→ **Stated goal**: Without the images, write out the whole listing exactly.

↓↓↓

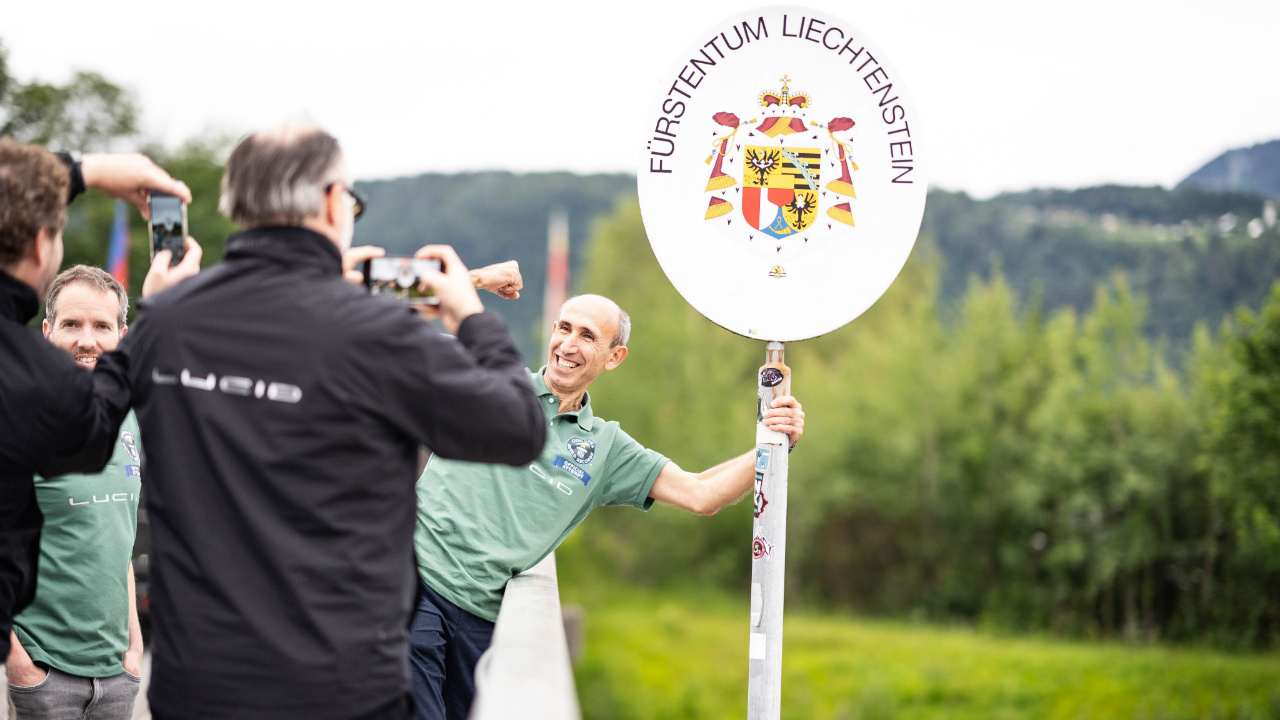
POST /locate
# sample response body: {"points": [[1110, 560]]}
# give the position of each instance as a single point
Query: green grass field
{"points": [[684, 656]]}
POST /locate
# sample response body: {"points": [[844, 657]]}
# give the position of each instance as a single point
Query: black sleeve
{"points": [[88, 424], [466, 399], [73, 167]]}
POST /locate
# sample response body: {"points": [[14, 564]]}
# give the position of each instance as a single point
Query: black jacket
{"points": [[50, 423], [280, 411]]}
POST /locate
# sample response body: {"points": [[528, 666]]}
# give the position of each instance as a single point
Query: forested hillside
{"points": [[1196, 255], [1255, 168], [1006, 465]]}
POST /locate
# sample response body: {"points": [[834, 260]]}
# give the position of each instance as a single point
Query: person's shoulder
{"points": [[186, 290]]}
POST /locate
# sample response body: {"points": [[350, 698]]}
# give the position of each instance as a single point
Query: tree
{"points": [[86, 114]]}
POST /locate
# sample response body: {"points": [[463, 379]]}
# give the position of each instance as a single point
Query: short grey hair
{"points": [[279, 176], [624, 332], [92, 277]]}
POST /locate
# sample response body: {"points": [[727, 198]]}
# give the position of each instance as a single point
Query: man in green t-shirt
{"points": [[479, 525], [76, 651]]}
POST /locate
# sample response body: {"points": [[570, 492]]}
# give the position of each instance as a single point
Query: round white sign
{"points": [[782, 182]]}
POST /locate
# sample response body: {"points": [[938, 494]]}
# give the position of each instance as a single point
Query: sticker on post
{"points": [[762, 459], [771, 377], [760, 501], [755, 650], [760, 547]]}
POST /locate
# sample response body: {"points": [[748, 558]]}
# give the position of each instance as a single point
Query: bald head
{"points": [[279, 176], [603, 306]]}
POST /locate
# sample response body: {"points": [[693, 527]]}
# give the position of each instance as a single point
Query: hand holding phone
{"points": [[401, 278], [168, 224]]}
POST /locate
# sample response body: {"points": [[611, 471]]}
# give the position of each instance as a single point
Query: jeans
{"points": [[60, 696], [444, 643]]}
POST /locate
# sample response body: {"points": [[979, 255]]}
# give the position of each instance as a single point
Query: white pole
{"points": [[768, 546]]}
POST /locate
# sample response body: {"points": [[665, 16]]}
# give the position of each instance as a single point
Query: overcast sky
{"points": [[1011, 94]]}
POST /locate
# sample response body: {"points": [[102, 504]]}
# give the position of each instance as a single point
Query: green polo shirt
{"points": [[479, 524], [80, 619]]}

↑↑↑

→ **Finished answer**:
POST /locate
# sample response body: {"points": [[1110, 560]]}
# give the position of each instance as a single point
Query: green grass field
{"points": [[684, 656]]}
POST /locate
# sample response body: {"points": [[844, 657]]}
# give the position of each instance as a single point
Query: black sleeve
{"points": [[88, 424], [466, 399], [73, 167]]}
POST /locate
# sample response body: {"points": [[14, 564]]}
# give the position of each instance as a single point
Query: black jacket
{"points": [[50, 423], [280, 411]]}
POST /locate
# sample response body: {"points": [[528, 666]]}
# give the position of each instance as a single point
Query: forested hillside
{"points": [[1196, 255], [1255, 168], [1006, 465]]}
POST /locate
# sample response body: {"points": [[834, 260]]}
# give the position of each instance as a single point
Query: person's shoulder
{"points": [[186, 290]]}
POST /locate
# sample response body: {"points": [[350, 698]]}
# give the position of each instance as a single point
Query: tree
{"points": [[86, 114]]}
POST /locate
# sample response body: {"points": [[463, 379]]}
# give the position of each instance as a single point
Query: short grey hair
{"points": [[279, 176], [624, 332], [92, 277]]}
POST /locate
# sample response body: {"points": [[727, 198]]}
# give the position of each instance as a single point
Query: man in green t-shirt
{"points": [[479, 525], [76, 651]]}
POST /locate
# sample response body: {"points": [[570, 492]]}
# give the position of each instance as a single point
Query: round white sign
{"points": [[782, 182]]}
POST /locate
# sample response body: {"points": [[938, 494]]}
# give the position of each instance as a single point
Query: sticker on post
{"points": [[762, 459], [771, 377], [760, 501], [755, 650], [760, 547]]}
POST /locate
# sample response body: {"points": [[748, 558]]}
# give the position of each instance as a single point
Query: bald head
{"points": [[279, 176], [603, 306]]}
POST /locate
# sample response body: {"points": [[693, 527]]}
# give the position of each instance as a single point
Query: hand holding phone
{"points": [[401, 278], [168, 224]]}
POST /locate
# sample response body: {"points": [[611, 471]]}
# give the position of each instance as a single point
Query: jeans
{"points": [[60, 696], [444, 643]]}
POST /locate
# sample response body: {"points": [[979, 255]]}
# give the position of each instance as a single point
Query: white pole
{"points": [[768, 546]]}
POST /locate
# sample response body: {"points": [[665, 16]]}
# give the position of each instance as a single point
Query: overcast sky
{"points": [[1011, 94]]}
POST /locate
# sample response body: {"points": [[102, 504]]}
# give the position of each instance as a single point
Query: green polo shirt
{"points": [[479, 524], [80, 619]]}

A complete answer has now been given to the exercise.